--- start AVAILABLE DATA ---
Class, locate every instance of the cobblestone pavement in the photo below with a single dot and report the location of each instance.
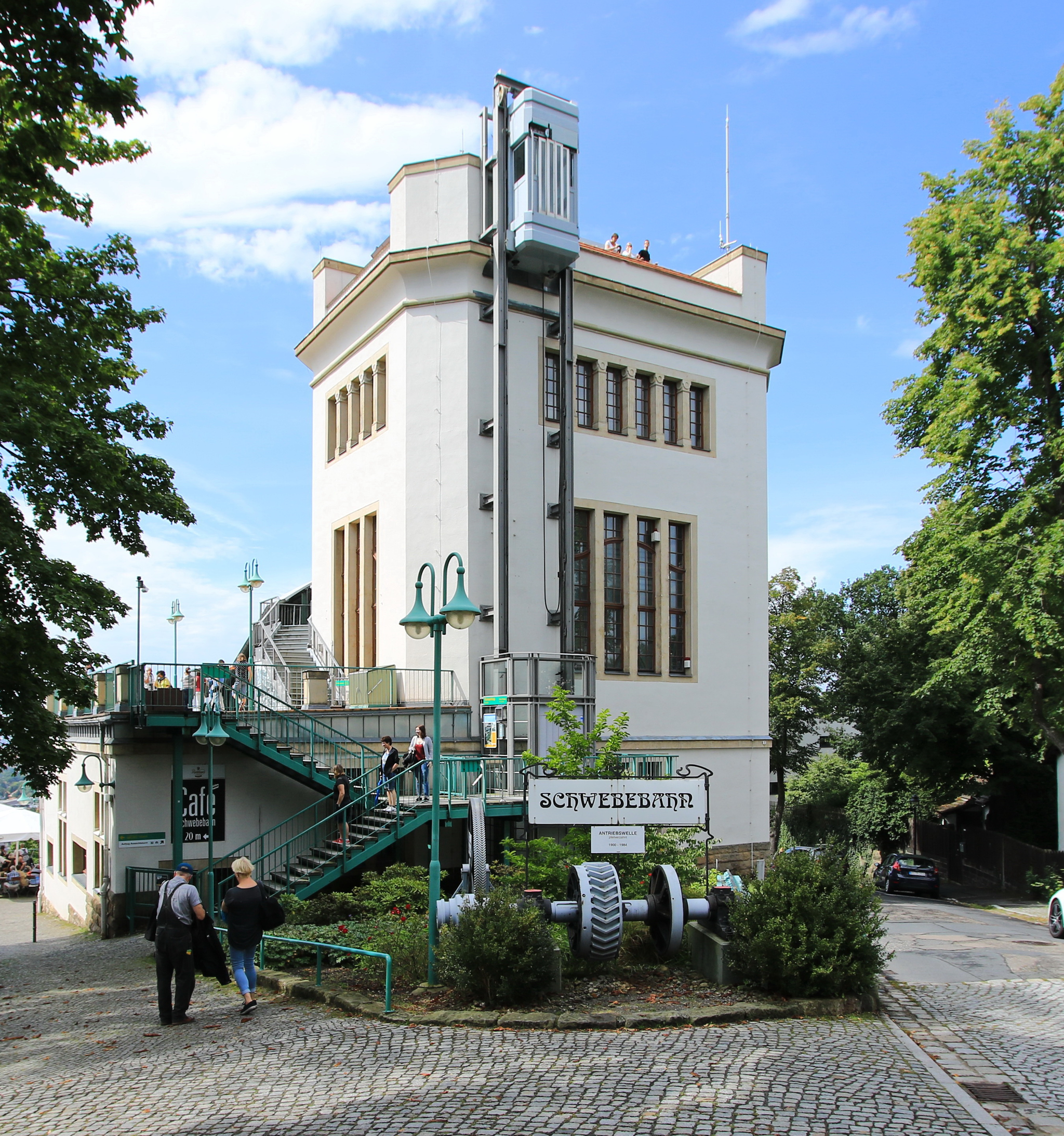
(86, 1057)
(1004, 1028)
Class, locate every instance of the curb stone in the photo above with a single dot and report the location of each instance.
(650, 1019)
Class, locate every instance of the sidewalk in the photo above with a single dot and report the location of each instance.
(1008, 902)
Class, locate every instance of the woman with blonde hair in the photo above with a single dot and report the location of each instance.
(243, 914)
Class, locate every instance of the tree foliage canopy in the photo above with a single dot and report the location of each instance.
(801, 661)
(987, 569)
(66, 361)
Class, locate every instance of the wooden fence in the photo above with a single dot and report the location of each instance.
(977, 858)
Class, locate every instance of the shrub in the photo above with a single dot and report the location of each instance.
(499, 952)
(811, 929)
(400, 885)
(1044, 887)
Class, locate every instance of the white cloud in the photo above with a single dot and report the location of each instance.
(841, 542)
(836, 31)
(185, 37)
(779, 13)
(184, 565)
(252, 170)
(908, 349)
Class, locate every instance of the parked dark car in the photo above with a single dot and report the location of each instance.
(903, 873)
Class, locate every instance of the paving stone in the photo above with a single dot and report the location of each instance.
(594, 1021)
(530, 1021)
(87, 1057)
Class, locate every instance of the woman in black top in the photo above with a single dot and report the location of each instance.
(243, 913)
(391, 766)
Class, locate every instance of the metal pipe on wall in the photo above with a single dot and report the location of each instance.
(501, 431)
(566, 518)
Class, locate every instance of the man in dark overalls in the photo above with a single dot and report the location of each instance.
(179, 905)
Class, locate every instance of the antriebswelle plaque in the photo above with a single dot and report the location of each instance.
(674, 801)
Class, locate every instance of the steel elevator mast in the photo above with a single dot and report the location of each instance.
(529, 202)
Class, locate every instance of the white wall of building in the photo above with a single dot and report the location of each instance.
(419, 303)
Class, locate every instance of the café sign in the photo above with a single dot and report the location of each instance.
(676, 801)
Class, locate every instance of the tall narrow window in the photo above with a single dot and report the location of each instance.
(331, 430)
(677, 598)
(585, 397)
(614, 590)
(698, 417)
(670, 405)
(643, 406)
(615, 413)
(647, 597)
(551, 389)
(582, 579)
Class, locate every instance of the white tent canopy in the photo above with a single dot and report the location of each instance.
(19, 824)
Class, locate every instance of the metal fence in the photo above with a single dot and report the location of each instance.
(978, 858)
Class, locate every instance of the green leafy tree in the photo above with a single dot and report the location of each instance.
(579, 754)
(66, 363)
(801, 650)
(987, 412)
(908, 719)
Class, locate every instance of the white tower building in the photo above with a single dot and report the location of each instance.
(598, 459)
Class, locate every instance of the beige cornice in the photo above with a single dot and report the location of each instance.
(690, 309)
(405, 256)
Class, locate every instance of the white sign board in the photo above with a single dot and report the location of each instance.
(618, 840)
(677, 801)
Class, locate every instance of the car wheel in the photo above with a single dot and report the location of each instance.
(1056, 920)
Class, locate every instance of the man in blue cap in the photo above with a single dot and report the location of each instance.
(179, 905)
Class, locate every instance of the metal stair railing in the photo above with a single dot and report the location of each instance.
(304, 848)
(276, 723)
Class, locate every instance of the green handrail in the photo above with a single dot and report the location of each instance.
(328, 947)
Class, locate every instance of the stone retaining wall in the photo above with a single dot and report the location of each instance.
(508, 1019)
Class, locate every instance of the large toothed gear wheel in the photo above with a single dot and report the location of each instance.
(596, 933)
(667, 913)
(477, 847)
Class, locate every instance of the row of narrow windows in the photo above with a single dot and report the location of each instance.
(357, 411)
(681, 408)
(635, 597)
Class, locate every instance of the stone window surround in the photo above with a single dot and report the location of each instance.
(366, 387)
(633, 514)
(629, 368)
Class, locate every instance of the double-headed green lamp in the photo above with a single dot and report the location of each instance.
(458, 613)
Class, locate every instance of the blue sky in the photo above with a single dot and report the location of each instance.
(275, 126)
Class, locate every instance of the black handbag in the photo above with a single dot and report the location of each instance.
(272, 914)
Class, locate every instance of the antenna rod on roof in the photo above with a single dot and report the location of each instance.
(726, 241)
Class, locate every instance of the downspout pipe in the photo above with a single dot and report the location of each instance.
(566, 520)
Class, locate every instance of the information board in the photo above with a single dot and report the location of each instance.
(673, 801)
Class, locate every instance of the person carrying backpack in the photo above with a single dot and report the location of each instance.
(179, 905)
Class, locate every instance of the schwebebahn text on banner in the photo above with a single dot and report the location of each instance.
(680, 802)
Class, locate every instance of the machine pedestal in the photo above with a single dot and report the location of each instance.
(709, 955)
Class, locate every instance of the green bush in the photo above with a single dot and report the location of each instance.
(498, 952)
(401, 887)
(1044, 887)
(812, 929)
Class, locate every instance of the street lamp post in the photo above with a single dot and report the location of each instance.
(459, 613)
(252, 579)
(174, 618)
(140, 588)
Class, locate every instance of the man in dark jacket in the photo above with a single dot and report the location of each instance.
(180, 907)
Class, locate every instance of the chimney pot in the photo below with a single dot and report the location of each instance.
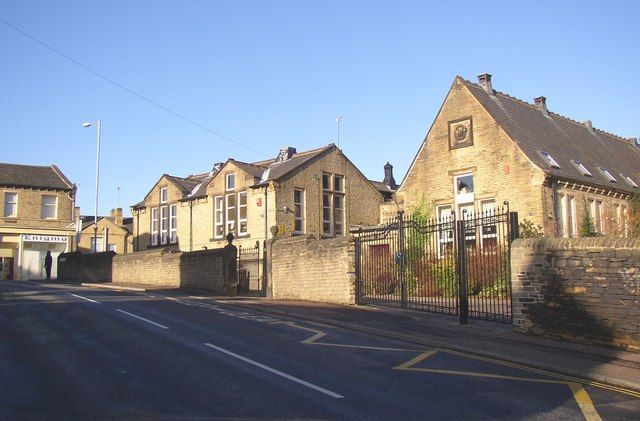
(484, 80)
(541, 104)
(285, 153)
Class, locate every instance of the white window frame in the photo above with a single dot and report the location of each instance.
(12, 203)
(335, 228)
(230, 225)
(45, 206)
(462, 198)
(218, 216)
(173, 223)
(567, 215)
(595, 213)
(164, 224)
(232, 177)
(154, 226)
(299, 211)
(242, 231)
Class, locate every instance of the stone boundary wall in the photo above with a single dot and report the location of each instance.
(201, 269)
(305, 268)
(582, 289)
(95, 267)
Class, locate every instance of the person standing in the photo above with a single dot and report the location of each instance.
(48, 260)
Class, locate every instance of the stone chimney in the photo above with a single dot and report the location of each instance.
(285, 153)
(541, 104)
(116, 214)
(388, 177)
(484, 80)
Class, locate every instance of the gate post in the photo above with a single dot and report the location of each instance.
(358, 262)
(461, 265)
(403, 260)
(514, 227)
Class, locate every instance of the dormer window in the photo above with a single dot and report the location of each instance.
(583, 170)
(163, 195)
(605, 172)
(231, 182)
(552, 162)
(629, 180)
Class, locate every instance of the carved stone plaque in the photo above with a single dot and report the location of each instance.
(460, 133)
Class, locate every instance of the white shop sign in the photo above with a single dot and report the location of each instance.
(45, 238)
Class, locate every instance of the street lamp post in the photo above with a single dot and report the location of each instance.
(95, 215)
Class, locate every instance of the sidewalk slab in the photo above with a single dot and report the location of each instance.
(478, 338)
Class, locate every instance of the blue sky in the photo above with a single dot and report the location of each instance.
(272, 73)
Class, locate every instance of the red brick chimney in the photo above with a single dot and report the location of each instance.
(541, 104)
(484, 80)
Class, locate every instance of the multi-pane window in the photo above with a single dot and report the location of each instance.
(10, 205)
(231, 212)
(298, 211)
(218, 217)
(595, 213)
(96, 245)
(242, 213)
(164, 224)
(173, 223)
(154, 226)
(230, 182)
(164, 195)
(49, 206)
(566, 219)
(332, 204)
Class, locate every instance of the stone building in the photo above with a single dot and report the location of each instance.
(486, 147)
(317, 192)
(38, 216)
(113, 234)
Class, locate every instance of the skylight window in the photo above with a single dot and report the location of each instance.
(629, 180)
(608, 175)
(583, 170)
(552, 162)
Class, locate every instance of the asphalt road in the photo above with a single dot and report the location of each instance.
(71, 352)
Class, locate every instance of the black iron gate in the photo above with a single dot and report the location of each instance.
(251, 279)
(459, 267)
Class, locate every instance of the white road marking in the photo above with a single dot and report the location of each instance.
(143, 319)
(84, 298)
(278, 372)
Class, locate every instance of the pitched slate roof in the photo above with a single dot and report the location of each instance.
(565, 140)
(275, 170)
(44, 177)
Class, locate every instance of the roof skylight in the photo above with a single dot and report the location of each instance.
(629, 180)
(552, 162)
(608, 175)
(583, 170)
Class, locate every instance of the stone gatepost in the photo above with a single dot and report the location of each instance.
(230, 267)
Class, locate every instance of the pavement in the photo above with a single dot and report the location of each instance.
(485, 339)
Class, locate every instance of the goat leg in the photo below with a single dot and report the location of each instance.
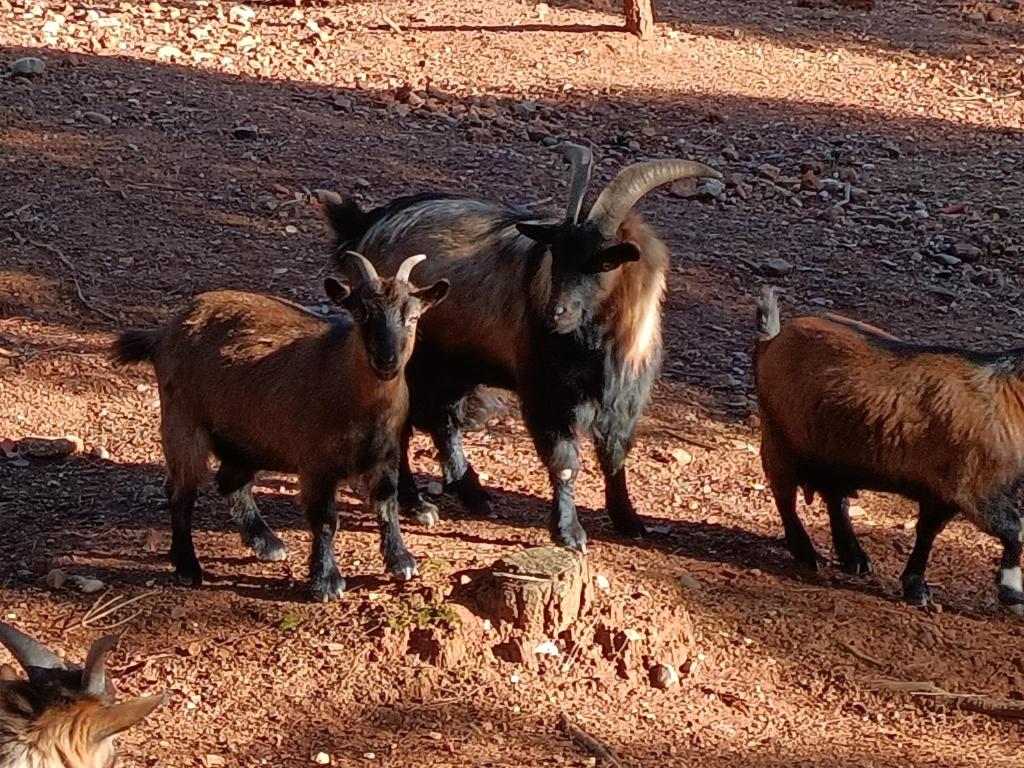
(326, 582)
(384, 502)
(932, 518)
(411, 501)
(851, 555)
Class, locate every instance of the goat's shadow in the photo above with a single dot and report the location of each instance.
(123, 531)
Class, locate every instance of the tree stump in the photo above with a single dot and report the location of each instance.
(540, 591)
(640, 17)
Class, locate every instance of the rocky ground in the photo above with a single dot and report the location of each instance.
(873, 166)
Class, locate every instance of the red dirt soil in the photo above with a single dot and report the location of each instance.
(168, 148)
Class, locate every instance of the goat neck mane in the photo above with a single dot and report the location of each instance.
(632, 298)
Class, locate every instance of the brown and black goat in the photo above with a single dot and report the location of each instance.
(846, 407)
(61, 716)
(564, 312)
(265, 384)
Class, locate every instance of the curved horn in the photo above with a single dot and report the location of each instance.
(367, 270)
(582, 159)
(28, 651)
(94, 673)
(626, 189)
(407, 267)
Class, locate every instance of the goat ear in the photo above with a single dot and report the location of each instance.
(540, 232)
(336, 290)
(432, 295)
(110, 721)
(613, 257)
--- end AVAILABLE DATA ---
▸ **WHAT IS ASKED**:
Exact repetition is required for the lines from the one that contains "Class, locate every instance of the goat neck" through the final line; leave out everything else.

▸ **TASK SOLUTION**:
Class, locate every instance of the goat neck mane in the photo above with a single dot and report the location of each instance.
(632, 298)
Class, locate every instance of the brown and black goat in the photo above with a single dot and report the location of each instance.
(846, 407)
(61, 716)
(564, 312)
(265, 384)
Class, locate every instance of the curved horn in the photo above with a single dot and report the location of each instance.
(367, 270)
(582, 159)
(28, 651)
(94, 673)
(626, 189)
(407, 267)
Class, locate every instance of the goat ear in the photo above with a single dot and report the location of each instance.
(540, 232)
(336, 290)
(432, 295)
(110, 721)
(613, 257)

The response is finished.